* **Brano da leggere**:
══════════════════════════════

Esiste un’opposizione a Viktor Orbán, premier ungherese dal 2010? È una domanda retorica e tuttavia sensata, perché in Ungheria – da anni sorvegliata speciale da parte dell’Unione europea per gli attacchi alla libertà di stampa e all’indipendenza della magistratura, oltre che per il suo essere più vicina a Mosca che a Bruxelles, e infine, in questi giorni, per la detenzione della cittadina italiana Ilaria Salis – chi tenta di opporsi all’uomo più autoritario del nostro continente non sembra degno di una particolare attenzione mediatica, per quanto questa sarebbe doverosa.
Eppure – anche se battuta nettamente (54,10% contro 34,46), nelle elezioni del 2022, dal partito Fidesz (Unione civica ungherese) di Orbán e della presidente razzista, xenofoba e omofoba, Katalin Novák, che ora controllano i due terzi dell’Assemblea nazionale – la coalizione Hu (Uniti per l’Ungheria), dell’economista e candidato premier Péter Márki-Zay, rappresenta pur sempre più di un terzo dell’elettorato ungherese e governa, dal 2019, la capitale. Ma – ed è stata una delle ragioni della sconfitta – quell’“unità” declamata nel nome lo era solo di facciata. La coalizione aveva infatti riunito ben nove partiti, tra cui il Partito socialista, i verdi, i liberali e altri ancora. Troppe anime che hanno fatto emergere, inevitabilmente, più di una criticità. A peggiorare la situazione, la presenza di Jobbik, partito xenofobo e antisemita, che, pur avendo ammorbidito le sue posizioni, resta pur sempre una formazione poco appetibile per un elettorato progressista. Furono così infrante le speranze maturate nel 2019, quando l’ambientalista, liberale ed europeista, Gergely Karácsony, divenne sindaco di Budapest.

══════════════════════════════

* **Estratti di dati**:

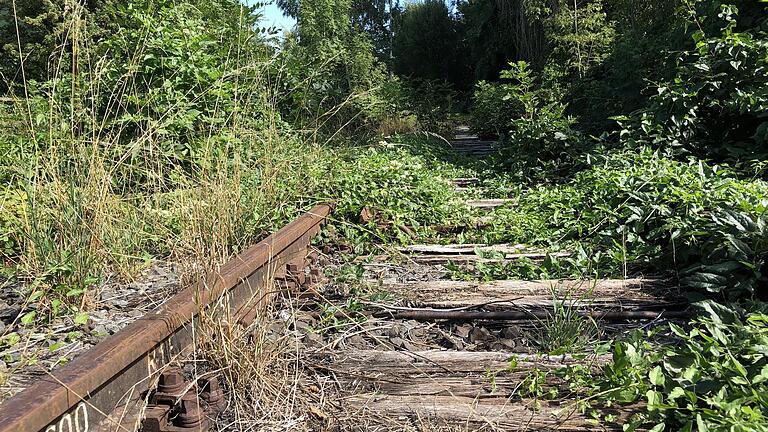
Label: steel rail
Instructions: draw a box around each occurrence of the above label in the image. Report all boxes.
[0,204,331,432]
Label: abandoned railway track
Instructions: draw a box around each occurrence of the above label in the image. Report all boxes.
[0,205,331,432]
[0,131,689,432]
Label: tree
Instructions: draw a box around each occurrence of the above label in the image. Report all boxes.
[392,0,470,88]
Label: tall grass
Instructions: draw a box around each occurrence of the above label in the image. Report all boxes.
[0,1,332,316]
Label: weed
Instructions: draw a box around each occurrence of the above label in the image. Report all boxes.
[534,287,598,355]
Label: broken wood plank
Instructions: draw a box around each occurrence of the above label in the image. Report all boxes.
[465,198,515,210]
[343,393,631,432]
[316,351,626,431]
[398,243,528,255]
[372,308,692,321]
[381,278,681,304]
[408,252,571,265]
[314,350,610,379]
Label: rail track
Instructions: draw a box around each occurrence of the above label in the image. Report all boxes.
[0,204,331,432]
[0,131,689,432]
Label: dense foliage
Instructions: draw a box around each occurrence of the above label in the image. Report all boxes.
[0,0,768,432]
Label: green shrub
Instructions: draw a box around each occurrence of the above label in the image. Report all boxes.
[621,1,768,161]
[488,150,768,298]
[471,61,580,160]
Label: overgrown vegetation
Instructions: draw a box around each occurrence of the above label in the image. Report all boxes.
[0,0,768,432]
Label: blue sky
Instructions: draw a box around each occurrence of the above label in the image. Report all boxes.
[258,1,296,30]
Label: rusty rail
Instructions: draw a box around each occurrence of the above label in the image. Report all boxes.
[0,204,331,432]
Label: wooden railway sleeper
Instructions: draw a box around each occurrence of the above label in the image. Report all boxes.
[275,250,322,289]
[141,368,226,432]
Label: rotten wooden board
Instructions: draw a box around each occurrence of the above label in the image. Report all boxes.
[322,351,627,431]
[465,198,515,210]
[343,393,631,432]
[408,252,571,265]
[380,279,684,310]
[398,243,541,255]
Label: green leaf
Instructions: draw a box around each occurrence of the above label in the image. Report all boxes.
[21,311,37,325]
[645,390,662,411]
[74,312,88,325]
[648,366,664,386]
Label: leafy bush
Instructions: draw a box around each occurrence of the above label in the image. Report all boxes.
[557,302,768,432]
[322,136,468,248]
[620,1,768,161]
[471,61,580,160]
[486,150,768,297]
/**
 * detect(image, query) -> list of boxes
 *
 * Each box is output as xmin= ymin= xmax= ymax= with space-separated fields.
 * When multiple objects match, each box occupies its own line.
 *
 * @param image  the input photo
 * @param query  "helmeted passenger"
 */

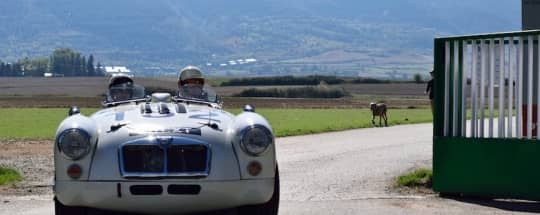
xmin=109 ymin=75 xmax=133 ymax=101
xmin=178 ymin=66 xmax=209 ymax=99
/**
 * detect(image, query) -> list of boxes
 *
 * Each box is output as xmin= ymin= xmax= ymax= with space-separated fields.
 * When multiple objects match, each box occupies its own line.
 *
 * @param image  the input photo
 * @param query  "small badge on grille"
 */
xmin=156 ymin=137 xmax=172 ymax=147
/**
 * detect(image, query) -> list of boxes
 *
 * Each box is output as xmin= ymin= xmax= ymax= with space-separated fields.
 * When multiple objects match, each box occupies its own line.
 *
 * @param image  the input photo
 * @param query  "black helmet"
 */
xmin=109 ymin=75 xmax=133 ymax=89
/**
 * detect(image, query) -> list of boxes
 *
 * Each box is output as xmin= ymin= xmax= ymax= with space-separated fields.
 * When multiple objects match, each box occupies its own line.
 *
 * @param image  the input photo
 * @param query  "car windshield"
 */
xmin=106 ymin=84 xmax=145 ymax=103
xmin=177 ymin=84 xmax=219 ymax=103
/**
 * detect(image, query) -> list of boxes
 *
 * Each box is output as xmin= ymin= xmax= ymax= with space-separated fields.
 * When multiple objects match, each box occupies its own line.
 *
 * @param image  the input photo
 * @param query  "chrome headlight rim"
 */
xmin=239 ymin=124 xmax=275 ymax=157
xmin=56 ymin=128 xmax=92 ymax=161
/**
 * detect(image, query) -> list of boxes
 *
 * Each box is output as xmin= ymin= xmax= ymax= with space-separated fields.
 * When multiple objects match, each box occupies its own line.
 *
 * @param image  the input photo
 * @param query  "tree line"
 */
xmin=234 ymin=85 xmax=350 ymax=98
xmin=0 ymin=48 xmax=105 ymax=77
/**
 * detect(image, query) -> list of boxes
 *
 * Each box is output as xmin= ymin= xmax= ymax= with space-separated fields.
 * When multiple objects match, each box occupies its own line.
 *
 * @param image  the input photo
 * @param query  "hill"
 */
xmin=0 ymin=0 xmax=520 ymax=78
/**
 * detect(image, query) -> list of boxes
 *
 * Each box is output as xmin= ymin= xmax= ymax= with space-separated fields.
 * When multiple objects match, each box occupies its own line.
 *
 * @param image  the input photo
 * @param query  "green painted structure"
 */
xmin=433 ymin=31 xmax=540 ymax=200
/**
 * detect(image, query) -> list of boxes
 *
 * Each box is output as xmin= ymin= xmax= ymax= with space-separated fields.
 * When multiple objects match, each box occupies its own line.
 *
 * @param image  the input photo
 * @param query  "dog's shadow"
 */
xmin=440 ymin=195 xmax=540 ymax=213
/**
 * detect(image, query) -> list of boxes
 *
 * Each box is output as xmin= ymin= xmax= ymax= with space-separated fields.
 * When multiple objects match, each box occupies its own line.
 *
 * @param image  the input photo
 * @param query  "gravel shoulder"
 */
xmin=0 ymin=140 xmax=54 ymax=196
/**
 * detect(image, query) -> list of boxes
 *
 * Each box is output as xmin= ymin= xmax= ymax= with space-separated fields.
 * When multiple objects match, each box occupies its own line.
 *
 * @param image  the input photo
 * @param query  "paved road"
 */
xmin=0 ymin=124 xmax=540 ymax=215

══════════════════════════════

* **Quesiti e compiti**:
1. Quanti partiti aveva riunito la coalizione Uniti per l'Ungheria secondo il brano sull'opposizione a Orbán?
2. Prosegui il brano sull'opposizione a Orbán dopo la sua ultima frase.
Le righe non servono per svolgere il lavoro.

* **Risposte**:
1. Nove partiti.

2.
In questo scenario, così complicato per l’opposizione, quale ruolo gioca la sinistra? Alcuni osservatori hanno sottolineato come, negli ultimi anni, le posizioni dell’opposizione si siano spostate a sinistra, manifestando un maggiore impegno sui fronti del reddito di base, dei minimi sociali, del diritto alla casa e degli aiuti ai più poveri. E tuttavia è mancato e manca, al riguardo, un piano strutturato, al di là della promessa elettorale. Stessa musica per quanto riguarda l’abrogazione delle peggiori leggi del regime, il ripristino dello Stato di diritto e della libertà di stampa. Ancora più complicato trovare un mondo in cui, alla scontata guerra al regime, si affianchi anche un approccio critico nei confronti della Nato, dell’Europa e dell’economia di mercato. Chi, lodevolmente, e senza l’approccio moderato di Uniti per l’Ungheria, ha a cuore queste battaglie lo fa dentro piccole realtà partitiche e di movimento, che, come succede altrove, influiscono poco o nulla sulle scelte politiche del Paese.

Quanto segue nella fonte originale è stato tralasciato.